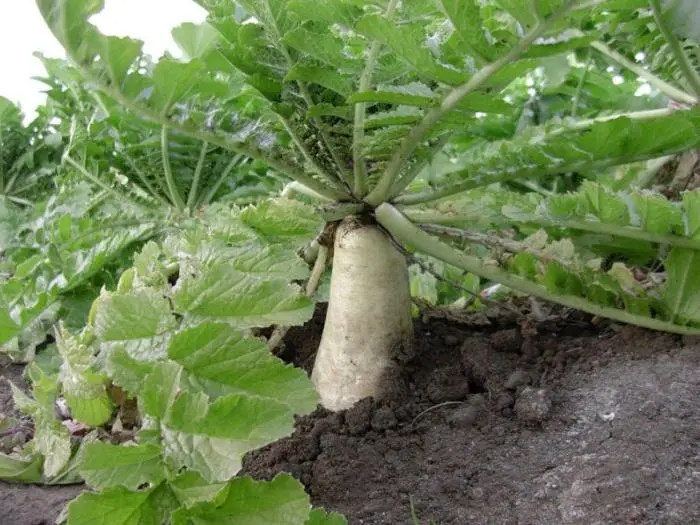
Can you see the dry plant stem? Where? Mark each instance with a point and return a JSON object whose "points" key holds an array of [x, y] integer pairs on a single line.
{"points": [[368, 320], [297, 187], [663, 86], [311, 287], [408, 233], [493, 241], [381, 191], [626, 232], [687, 68]]}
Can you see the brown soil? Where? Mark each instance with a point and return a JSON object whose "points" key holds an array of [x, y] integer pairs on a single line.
{"points": [[27, 504], [502, 420], [506, 421]]}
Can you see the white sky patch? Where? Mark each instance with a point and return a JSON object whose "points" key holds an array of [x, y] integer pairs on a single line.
{"points": [[23, 32]]}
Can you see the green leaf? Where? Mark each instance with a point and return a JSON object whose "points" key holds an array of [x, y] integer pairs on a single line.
{"points": [[681, 296], [125, 371], [83, 389], [51, 440], [322, 46], [465, 16], [139, 322], [160, 389], [542, 151], [281, 501], [190, 488], [103, 465], [319, 517], [212, 438], [407, 42], [24, 470], [323, 76], [226, 362], [119, 506], [224, 294], [283, 221], [119, 55], [195, 40], [684, 16]]}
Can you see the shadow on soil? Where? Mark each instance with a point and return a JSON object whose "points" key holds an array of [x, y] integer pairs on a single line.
{"points": [[501, 420]]}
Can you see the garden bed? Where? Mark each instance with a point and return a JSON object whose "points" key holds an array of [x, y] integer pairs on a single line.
{"points": [[500, 419]]}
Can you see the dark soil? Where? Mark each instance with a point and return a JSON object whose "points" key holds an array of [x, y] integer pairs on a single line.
{"points": [[27, 504], [501, 420], [507, 421]]}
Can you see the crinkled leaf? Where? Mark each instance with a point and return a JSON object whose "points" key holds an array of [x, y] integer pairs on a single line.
{"points": [[139, 322], [195, 40], [190, 488], [407, 42], [84, 390], [160, 389], [211, 438], [24, 470], [118, 506], [125, 371], [104, 465], [224, 294], [320, 517], [465, 16], [281, 501], [226, 362]]}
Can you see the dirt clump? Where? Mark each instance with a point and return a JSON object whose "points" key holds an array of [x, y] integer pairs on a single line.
{"points": [[511, 421]]}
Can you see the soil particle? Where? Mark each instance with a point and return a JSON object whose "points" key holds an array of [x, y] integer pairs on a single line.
{"points": [[503, 420], [534, 405], [559, 422], [27, 504]]}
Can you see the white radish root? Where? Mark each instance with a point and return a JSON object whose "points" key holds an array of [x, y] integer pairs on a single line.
{"points": [[368, 319]]}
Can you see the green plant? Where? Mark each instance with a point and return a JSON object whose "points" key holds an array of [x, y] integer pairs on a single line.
{"points": [[396, 118], [29, 155]]}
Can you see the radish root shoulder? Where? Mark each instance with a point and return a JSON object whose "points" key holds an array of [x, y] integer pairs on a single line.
{"points": [[368, 320]]}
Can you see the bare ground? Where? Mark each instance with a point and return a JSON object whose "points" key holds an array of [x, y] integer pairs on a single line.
{"points": [[500, 420]]}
________________________________________
Print each entry shown above with exact wording and no pictures.

Can you see the dry plant stem? Where? Mark each instance with a point and return a JSON object whose "points" key holds an array of [x, y] integer pairs on a single line.
{"points": [[368, 320], [297, 187], [663, 86], [311, 287], [408, 233], [493, 241], [381, 191], [626, 232], [687, 68]]}
Can you see the brown soil? Where? Mark each instance with a point and return a JSON object whose "points" key holds an array of [x, y] integer pairs on a single line.
{"points": [[27, 504], [502, 420], [506, 421]]}
Can you see the white sky patch? Where? Mark each instance with a point and return a JSON object whose "points" key holds an array of [x, y] integer pairs on a single line.
{"points": [[23, 32]]}
Can you see the green leaf? Where? Mark each instance with a point and return a JSON object whose "points" key holds an array of [x, y] integer pairs on a single line.
{"points": [[681, 296], [125, 371], [83, 389], [51, 440], [322, 46], [465, 16], [139, 322], [160, 389], [542, 151], [281, 501], [190, 488], [103, 465], [319, 517], [212, 438], [407, 42], [24, 470], [323, 76], [226, 362], [119, 506], [224, 294], [283, 221], [119, 55], [195, 40], [684, 16]]}
Can you see the shadow on soil? Where? Mark each instance with a point and return a JSON object whose "points" key holds an array of [x, y] integer pairs on a single line.
{"points": [[501, 420]]}
Can you see the garden bed? Where? Mark each instance with a point and return a JSON object whose "points" key holds an array of [x, y] integer pairs on a single line.
{"points": [[500, 419]]}
Can you see the dark soil? Where? Mark each instance with a point and return a JSON object whose "points" key holds an array of [x, y] integer pairs on a single line.
{"points": [[27, 504], [501, 420], [507, 421]]}
Can you see the crinkled leaf? Where? Mark each instance with a point and return a JSON object whose "points" key holds an array of [x, y] integer pairs on a single line.
{"points": [[139, 322], [195, 40], [190, 488], [407, 42], [84, 390], [160, 389], [211, 438], [24, 470], [118, 506], [125, 371], [104, 465], [224, 294], [320, 517], [465, 16], [281, 501], [226, 362]]}
Can you see the dirt clump? Where? Mark each instance with a point and return a JSON object whose "points" key holds an array of [x, y] integer pairs on a single line.
{"points": [[511, 421]]}
Can you see the soil particle? Where? Mark each instance with a point and return a JSON object whose "points" key holds an array of [x, y] integer pairs on a single line.
{"points": [[503, 420], [534, 405], [559, 422], [27, 504]]}
Can you see the white radish root? Where? Mark each instance with a point and return a JSON object whose "points" key holds an array of [x, y] integer pairs on a single line.
{"points": [[368, 319]]}
Can you see the green plant? Where? Mark each instance with a point and return a JSON object whose "points" key holds an array of [x, y] integer pairs on a single line.
{"points": [[396, 118], [29, 155]]}
Can you see the radish root shoulder? Where? Mark each instance with a point and return a JSON object whose "points" key holds an array of [x, y] integer pairs on a single line.
{"points": [[368, 320]]}
Can you see the bare ground? Where? Mark each instance with a point and return a JSON object whose "points" key holds an array of [x, y] integer pairs on a single line.
{"points": [[500, 420]]}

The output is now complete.